* start *

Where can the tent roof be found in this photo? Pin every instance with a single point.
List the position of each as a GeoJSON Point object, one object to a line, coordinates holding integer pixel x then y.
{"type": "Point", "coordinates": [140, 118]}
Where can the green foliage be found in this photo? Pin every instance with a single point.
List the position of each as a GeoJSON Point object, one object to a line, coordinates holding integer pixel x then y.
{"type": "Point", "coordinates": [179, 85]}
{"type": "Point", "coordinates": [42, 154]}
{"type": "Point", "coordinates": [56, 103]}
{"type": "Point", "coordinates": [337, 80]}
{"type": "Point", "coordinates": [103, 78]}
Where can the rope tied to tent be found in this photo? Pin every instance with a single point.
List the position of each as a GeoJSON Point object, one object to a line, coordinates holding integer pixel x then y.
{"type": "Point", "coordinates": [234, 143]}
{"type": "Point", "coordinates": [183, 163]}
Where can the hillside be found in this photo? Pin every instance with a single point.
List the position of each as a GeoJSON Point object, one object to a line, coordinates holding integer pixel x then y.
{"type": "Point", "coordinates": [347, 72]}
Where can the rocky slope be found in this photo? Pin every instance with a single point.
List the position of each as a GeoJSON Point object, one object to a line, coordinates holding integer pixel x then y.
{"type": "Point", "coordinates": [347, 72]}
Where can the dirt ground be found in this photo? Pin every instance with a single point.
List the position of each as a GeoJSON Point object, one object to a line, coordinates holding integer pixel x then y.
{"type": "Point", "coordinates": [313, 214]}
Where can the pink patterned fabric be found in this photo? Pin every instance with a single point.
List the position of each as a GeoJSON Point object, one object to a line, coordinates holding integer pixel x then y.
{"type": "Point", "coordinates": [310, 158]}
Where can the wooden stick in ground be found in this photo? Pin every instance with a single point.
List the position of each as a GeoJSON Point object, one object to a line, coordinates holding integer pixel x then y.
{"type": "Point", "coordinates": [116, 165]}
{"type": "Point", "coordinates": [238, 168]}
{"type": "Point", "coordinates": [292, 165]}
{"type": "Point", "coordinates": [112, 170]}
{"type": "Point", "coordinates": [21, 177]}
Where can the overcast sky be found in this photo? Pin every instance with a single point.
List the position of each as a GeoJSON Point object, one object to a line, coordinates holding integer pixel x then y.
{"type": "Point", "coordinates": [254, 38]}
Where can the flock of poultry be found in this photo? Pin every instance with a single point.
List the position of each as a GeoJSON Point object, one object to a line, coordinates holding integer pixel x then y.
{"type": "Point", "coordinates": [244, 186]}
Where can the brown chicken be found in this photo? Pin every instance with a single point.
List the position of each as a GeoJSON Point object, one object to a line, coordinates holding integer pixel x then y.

* end *

Print all of the material above again, word for word and line for line, without changing anything.

**SOLUTION TO THIS PROBLEM:**
Where can the tent roof be found in this photo? Pin every instance with a single point.
List the position of each as a GeoJSON Point object, one object to a line, coordinates holding integer pixel x then y.
{"type": "Point", "coordinates": [140, 118]}
Where can the green foliage be found in this photo? Pin every instance with a single point.
List the position of each as a GeoJSON Point object, one object to a line, coordinates holding integer pixel x then y.
{"type": "Point", "coordinates": [179, 85]}
{"type": "Point", "coordinates": [42, 154]}
{"type": "Point", "coordinates": [56, 103]}
{"type": "Point", "coordinates": [337, 80]}
{"type": "Point", "coordinates": [103, 78]}
Where can the rope tied to tent be found in this photo? Pin every instance with a single point.
List the position of each as a GeoJSON Point object, one object to a line, coordinates holding integer pixel x then y.
{"type": "Point", "coordinates": [234, 143]}
{"type": "Point", "coordinates": [183, 163]}
Where can the hillside be found in this photo? Pin every instance with a single point.
List the position of each as a GeoJSON Point object, one object to a line, coordinates holding integer pixel x then y.
{"type": "Point", "coordinates": [347, 72]}
Where can the rocky slope be found in this photo? Pin every instance with a single point.
List the position of each as a GeoJSON Point object, one object to a line, coordinates holding integer pixel x then y.
{"type": "Point", "coordinates": [347, 72]}
Where can the dirt ground be found in this photo? Pin every instance with a single point.
List the position of each as a GeoJSON Point object, one object to a line, coordinates holding integer pixel x then y.
{"type": "Point", "coordinates": [313, 214]}
Where can the pink patterned fabric be found in this photo? Pin every instance with a single point.
List the position of each as a GeoJSON Point object, one object to a line, coordinates holding integer pixel x then y.
{"type": "Point", "coordinates": [310, 158]}
Where can the wooden stick in ground be found in this photo? Pin every instance with a single point.
List the position of each as a GeoJSON Point object, one object to a line, coordinates holding integer pixel x then y.
{"type": "Point", "coordinates": [116, 165]}
{"type": "Point", "coordinates": [238, 168]}
{"type": "Point", "coordinates": [292, 165]}
{"type": "Point", "coordinates": [112, 170]}
{"type": "Point", "coordinates": [21, 177]}
Where can the overcast sky be found in this photo? Pin every instance with a single point.
List the position of each as a GeoJSON Point object, one object to a line, coordinates holding integer pixel x then y.
{"type": "Point", "coordinates": [254, 38]}
Where can the flock of poultry be found in this photo? Pin every instance with a single point.
List the position of each as a GeoJSON Point object, one object to a line, coordinates holding integer pixel x then y.
{"type": "Point", "coordinates": [244, 186]}
Where can the brown chicken be found in this photo? Pin every instance with a single point.
List the position of each as a GeoJSON Point object, one object to a line, coordinates holding integer pixel x then y.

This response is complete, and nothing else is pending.